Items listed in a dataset

########################################

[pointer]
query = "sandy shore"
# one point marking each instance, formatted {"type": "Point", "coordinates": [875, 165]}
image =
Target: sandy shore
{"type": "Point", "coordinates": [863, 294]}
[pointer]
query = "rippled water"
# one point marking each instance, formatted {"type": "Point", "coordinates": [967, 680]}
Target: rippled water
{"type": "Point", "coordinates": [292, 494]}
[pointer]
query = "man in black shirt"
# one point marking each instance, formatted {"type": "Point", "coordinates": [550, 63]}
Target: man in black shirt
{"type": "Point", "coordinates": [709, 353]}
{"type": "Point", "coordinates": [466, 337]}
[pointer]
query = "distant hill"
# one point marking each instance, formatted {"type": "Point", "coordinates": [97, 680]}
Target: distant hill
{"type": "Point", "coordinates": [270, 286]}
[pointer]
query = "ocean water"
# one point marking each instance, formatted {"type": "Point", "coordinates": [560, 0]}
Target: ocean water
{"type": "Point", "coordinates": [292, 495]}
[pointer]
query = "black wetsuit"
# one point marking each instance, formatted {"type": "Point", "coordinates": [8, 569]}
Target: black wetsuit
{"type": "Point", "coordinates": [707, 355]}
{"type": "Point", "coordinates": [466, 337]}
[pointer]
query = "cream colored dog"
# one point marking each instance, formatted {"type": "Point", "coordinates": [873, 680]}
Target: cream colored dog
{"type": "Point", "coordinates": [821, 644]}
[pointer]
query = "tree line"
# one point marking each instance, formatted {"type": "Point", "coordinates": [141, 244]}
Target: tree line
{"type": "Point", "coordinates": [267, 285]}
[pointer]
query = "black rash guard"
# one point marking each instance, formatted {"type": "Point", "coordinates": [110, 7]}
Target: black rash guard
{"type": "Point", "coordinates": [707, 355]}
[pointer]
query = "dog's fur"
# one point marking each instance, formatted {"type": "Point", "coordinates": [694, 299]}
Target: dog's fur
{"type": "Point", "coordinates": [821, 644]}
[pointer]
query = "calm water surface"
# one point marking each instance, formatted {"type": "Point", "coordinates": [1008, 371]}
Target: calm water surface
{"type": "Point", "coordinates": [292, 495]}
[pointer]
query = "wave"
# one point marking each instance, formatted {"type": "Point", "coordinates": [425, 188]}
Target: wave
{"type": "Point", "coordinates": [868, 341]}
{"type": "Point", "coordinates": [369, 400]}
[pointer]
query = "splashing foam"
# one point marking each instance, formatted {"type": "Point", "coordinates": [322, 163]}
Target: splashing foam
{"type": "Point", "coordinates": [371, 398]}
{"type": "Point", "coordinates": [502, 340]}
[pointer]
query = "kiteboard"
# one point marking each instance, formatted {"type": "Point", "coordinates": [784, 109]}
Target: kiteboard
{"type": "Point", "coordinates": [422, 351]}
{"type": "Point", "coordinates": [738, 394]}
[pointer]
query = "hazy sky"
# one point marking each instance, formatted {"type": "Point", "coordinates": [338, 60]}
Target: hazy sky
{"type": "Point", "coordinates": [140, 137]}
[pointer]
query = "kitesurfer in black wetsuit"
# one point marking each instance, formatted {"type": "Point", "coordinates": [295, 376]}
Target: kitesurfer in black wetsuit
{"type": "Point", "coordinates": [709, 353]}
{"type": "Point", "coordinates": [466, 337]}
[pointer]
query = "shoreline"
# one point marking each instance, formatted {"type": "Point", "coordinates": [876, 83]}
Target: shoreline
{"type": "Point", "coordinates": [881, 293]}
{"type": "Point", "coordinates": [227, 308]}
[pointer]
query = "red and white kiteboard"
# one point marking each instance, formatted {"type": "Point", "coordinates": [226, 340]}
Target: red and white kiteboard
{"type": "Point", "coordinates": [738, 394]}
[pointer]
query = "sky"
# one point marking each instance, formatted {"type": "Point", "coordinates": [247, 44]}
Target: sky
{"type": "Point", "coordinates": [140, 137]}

########################################

» **Written task**: Repeat every entry word for word.

» **Answer to this exercise**:
[pointer]
query = "sandy shore"
# one point marking each instance, formatted {"type": "Point", "coordinates": [875, 165]}
image =
Target: sandy shore
{"type": "Point", "coordinates": [863, 294]}
[pointer]
query = "rippled water"
# one point marking each instance, formatted {"type": "Point", "coordinates": [967, 680]}
Target: rippled water
{"type": "Point", "coordinates": [292, 494]}
[pointer]
query = "man in black shirt"
# one point marking each instance, formatted {"type": "Point", "coordinates": [550, 63]}
Target: man in black shirt
{"type": "Point", "coordinates": [709, 353]}
{"type": "Point", "coordinates": [466, 337]}
[pointer]
query = "distant hill"
# one point marking each instance, formatted {"type": "Point", "coordinates": [97, 680]}
Target: distant hill
{"type": "Point", "coordinates": [270, 286]}
[pointer]
query = "ocean water"
# one point marking each instance, formatted {"type": "Point", "coordinates": [560, 0]}
Target: ocean water
{"type": "Point", "coordinates": [292, 495]}
[pointer]
query = "black wetsuit"
# one point marking each instance, formatted {"type": "Point", "coordinates": [8, 569]}
Target: black wetsuit
{"type": "Point", "coordinates": [707, 355]}
{"type": "Point", "coordinates": [466, 337]}
[pointer]
query = "cream colored dog"
# one point marking each instance, formatted {"type": "Point", "coordinates": [873, 680]}
Target: cream colored dog
{"type": "Point", "coordinates": [821, 644]}
[pointer]
query = "tree line"
# one point marking each instance, formatted {"type": "Point", "coordinates": [141, 244]}
Target: tree line
{"type": "Point", "coordinates": [267, 285]}
[pointer]
query = "black rash guard"
# one point marking each instance, formatted {"type": "Point", "coordinates": [110, 7]}
Target: black rash guard
{"type": "Point", "coordinates": [707, 355]}
[pointer]
query = "dog's fur"
# one point marking each instance, formatted {"type": "Point", "coordinates": [694, 299]}
Target: dog's fur
{"type": "Point", "coordinates": [821, 644]}
[pointer]
query = "calm water surface"
# one point marking each instance, formatted {"type": "Point", "coordinates": [1008, 371]}
Target: calm water surface
{"type": "Point", "coordinates": [292, 495]}
[pointer]
query = "wave"
# one point marking each instance, formatted {"type": "Point", "coordinates": [425, 188]}
Target: wave
{"type": "Point", "coordinates": [868, 341]}
{"type": "Point", "coordinates": [369, 400]}
[pointer]
query = "splashing foam"
# one point marking each instance, formatted {"type": "Point", "coordinates": [322, 163]}
Target: splashing foam
{"type": "Point", "coordinates": [371, 398]}
{"type": "Point", "coordinates": [502, 340]}
[pointer]
query = "kiteboard"
# one point marking each instance, formatted {"type": "Point", "coordinates": [784, 109]}
Target: kiteboard
{"type": "Point", "coordinates": [422, 351]}
{"type": "Point", "coordinates": [738, 394]}
[pointer]
query = "hazy sky"
# one point marking each instance, formatted {"type": "Point", "coordinates": [338, 60]}
Target: hazy sky
{"type": "Point", "coordinates": [140, 137]}
[pointer]
query = "kitesurfer in black wetsuit"
# one point marking each instance, formatted {"type": "Point", "coordinates": [295, 376]}
Target: kitesurfer in black wetsuit
{"type": "Point", "coordinates": [709, 353]}
{"type": "Point", "coordinates": [466, 337]}
[pointer]
query = "shoreline"
# one point marking each instance, formatted {"type": "Point", "coordinates": [876, 83]}
Target: shoreline
{"type": "Point", "coordinates": [881, 293]}
{"type": "Point", "coordinates": [227, 308]}
[pointer]
query = "red and white kiteboard"
# one point marking each instance, formatted {"type": "Point", "coordinates": [226, 340]}
Target: red and white kiteboard
{"type": "Point", "coordinates": [738, 394]}
[pointer]
query = "sky"
# one point marking each instance, formatted {"type": "Point", "coordinates": [247, 44]}
Target: sky
{"type": "Point", "coordinates": [140, 137]}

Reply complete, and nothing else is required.